PROBLEM DESCRIPTION | Whenever a line in the material below contains "several", copy that line.

TASK MATERIAL |
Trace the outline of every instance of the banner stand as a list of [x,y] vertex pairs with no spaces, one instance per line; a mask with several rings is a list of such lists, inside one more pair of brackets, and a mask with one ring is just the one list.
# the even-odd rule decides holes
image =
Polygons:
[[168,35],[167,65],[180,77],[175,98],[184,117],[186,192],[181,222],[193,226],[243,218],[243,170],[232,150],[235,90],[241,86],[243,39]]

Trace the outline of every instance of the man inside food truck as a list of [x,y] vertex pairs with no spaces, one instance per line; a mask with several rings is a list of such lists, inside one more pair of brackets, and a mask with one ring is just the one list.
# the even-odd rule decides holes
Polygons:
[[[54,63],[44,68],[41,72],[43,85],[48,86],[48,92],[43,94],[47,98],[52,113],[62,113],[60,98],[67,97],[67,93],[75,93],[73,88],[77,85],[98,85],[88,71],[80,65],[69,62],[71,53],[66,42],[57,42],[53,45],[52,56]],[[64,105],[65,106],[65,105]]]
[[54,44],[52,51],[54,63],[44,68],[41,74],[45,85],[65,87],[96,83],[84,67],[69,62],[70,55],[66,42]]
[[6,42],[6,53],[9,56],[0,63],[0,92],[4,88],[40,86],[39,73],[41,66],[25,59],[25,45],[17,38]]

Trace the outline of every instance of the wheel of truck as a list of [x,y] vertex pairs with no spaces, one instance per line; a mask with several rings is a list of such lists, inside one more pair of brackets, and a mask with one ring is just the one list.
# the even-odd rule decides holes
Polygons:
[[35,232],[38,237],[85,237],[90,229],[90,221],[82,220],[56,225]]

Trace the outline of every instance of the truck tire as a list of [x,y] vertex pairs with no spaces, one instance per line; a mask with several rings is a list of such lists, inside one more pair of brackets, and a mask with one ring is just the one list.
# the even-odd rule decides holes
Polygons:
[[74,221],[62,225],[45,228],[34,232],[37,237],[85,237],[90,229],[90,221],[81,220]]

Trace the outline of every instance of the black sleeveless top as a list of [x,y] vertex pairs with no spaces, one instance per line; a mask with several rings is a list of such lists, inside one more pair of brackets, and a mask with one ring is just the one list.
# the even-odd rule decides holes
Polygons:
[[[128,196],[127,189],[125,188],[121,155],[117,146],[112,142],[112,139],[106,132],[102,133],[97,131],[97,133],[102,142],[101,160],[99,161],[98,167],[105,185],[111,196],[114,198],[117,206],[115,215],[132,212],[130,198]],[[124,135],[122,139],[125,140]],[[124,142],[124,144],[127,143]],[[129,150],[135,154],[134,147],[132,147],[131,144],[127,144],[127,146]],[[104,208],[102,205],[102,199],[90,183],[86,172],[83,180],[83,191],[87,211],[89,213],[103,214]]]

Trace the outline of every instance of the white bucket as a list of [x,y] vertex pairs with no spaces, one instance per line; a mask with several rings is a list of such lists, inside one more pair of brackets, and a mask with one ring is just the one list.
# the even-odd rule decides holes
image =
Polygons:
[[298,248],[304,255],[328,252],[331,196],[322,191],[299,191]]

YOUR SOLUTION |
Trace the outline of every instance of the banner stand as a list of [x,y] vertex pairs with no spaces, one instance per line; a mask with several rings is a list of such lists, inside one more pair of brackets, and a mask with one ring is just the one list.
Trace the outline of every instance of the man inside food truck as a list of [x,y] vertex pairs with no spaces, one instance per line; a mask with several rings is a list of such lists, inside one more pair of brackets, and a mask with one ring is just the one list.
Trace the outline of every instance of the wheel of truck as a list of [x,y] vertex pairs with no spaces, one instance per line; a mask with several rings is a list of such lists, inside one more pair of brackets, and a mask with one ring is just the one list.
Trace the outline of every instance of the truck tire as a list of [x,y] vertex pairs with no spaces, one instance per line; a mask with several rings is a list of such lists, inside one more pair of brackets, and a mask with one ring is just the one list.
Trace the outline of every instance of the black sleeveless top as a list of [x,y] vertex pairs with no spaces, one instance per line; a mask with several rings is a list of such lists, inside one more pair of brackets, and a mask with one ring is just the one list.
Trace the outline of every instance of the white bucket as a list of [x,y] vertex pairs with no spaces, one instance per line; a mask with several rings is a list of such lists, inside one more pair of brackets, and a mask with one ring is just the one list.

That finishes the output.